- [Exercise prompt]: Print the listing below word for word, every line from first to last, without changing anything.

- [Stored data]:

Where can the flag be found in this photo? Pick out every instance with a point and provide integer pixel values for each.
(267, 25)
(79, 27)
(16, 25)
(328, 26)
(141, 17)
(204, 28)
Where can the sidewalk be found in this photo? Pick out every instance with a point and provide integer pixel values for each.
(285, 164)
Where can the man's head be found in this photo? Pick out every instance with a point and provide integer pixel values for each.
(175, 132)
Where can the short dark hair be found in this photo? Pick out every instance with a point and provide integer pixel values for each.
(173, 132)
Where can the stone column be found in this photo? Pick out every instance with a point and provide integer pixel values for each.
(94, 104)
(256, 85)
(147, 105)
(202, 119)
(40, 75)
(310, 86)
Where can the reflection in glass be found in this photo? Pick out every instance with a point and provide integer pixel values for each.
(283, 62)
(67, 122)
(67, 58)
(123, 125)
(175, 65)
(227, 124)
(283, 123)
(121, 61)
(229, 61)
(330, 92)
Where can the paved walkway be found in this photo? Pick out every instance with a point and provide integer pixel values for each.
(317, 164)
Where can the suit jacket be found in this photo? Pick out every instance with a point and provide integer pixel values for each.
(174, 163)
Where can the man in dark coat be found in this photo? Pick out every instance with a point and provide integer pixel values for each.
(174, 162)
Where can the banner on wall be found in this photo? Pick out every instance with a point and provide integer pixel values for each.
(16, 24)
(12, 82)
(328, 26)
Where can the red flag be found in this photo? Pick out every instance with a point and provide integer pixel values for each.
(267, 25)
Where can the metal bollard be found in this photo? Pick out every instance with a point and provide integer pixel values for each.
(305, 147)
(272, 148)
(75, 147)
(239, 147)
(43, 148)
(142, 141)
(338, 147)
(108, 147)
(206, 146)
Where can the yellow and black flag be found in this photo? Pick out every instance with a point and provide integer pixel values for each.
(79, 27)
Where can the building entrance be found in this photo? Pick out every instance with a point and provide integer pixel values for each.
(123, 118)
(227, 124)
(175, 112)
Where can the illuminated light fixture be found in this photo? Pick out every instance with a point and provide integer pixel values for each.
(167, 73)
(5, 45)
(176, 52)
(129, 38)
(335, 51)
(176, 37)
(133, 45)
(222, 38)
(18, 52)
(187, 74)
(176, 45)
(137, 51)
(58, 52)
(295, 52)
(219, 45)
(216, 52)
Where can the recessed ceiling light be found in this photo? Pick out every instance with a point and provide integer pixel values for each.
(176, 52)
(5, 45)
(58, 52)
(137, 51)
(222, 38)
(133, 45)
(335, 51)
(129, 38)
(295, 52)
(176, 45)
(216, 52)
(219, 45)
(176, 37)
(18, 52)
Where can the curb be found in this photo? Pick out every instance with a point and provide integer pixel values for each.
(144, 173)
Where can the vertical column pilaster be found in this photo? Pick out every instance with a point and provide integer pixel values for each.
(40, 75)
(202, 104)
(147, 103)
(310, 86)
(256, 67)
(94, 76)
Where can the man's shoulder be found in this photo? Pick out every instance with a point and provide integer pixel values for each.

- [Solved problem]:
Where can the flag be found in this photo? Pick out every instance with a point and provide integer pixel values for each.
(267, 25)
(79, 27)
(16, 25)
(328, 26)
(141, 17)
(204, 28)
Where can the sidewalk be found in this photo? Pick out every instance with a point and provide integer pixel values for each.
(285, 164)
Where can the man's head be found in this photo? Pick out every instance with a point and provide integer pixel values for each.
(175, 132)
Where can the short dark hair be found in this photo? Pick out every instance with a point and provide integer pixel values for each.
(173, 132)
Where can the stone column be found in this photo? Pick out every instance with a point and provide integer pixel values for each.
(94, 104)
(256, 85)
(147, 105)
(202, 119)
(40, 75)
(310, 86)
Where can the reflection in glass be found in this photo? Pick out every instance with a point and provide integer pixel values for each.
(283, 62)
(67, 122)
(67, 58)
(123, 125)
(175, 65)
(227, 124)
(283, 123)
(121, 61)
(229, 61)
(330, 92)
Where can the paved walkway be found in this photo? Pick out every instance with a point and provide integer pixel values for each.
(317, 164)
Where can the suit jacket be found in this photo? Pick out every instance with a point and provide integer pixel values for each.
(174, 163)
Where can the man in dark coat be found in this photo? Pick out every instance with a point and provide integer pixel values for each.
(174, 162)
Where can the banner on wall be found in this photo? Pick out every instance with a point and provide integer pixel values for each.
(16, 24)
(12, 82)
(328, 26)
Where can the red flag be found in this photo? Pick out every instance with a point and provide integer pixel values for each.
(267, 25)
Where can the metal bollard be found in this photo? Pick out every instance with a point and provide integer pixel values for each.
(305, 147)
(272, 148)
(75, 147)
(239, 147)
(43, 148)
(142, 141)
(338, 147)
(108, 147)
(206, 146)
Where can the yellow and black flag be found in this photo? Pick out every instance with a point and provide integer pixel values for each.
(79, 27)
Where can the building entrance be found in this photo? Pick out every instance with a point and provide integer pixel values for each.
(123, 118)
(227, 124)
(175, 112)
Where can the illuminated light fixture be found in this photo? Pick out every instance with a point and provide integer pixel values for each.
(167, 73)
(5, 45)
(176, 52)
(129, 38)
(335, 51)
(176, 37)
(133, 45)
(222, 38)
(18, 52)
(187, 74)
(176, 45)
(137, 51)
(58, 52)
(295, 52)
(219, 45)
(216, 52)
Where can the recessed ceiling light be found in this photo? Pick out every instance with a point and provide integer pixel values for each.
(176, 52)
(5, 45)
(58, 52)
(137, 51)
(222, 38)
(133, 45)
(335, 51)
(129, 38)
(295, 52)
(176, 45)
(216, 52)
(219, 45)
(176, 37)
(18, 52)
Where can the curb be found in this photo? Pick out every instance with a point and provide integer pixel values for each.
(144, 173)
Where can the vertical column pilaster be found in this photo? Pick out every instance with a point and provide integer pixel values for each.
(40, 75)
(202, 104)
(147, 103)
(310, 86)
(256, 67)
(94, 76)
Where can the man's shoulder be found in this photo? Pick out every instance with a point and provide integer pixel values for each.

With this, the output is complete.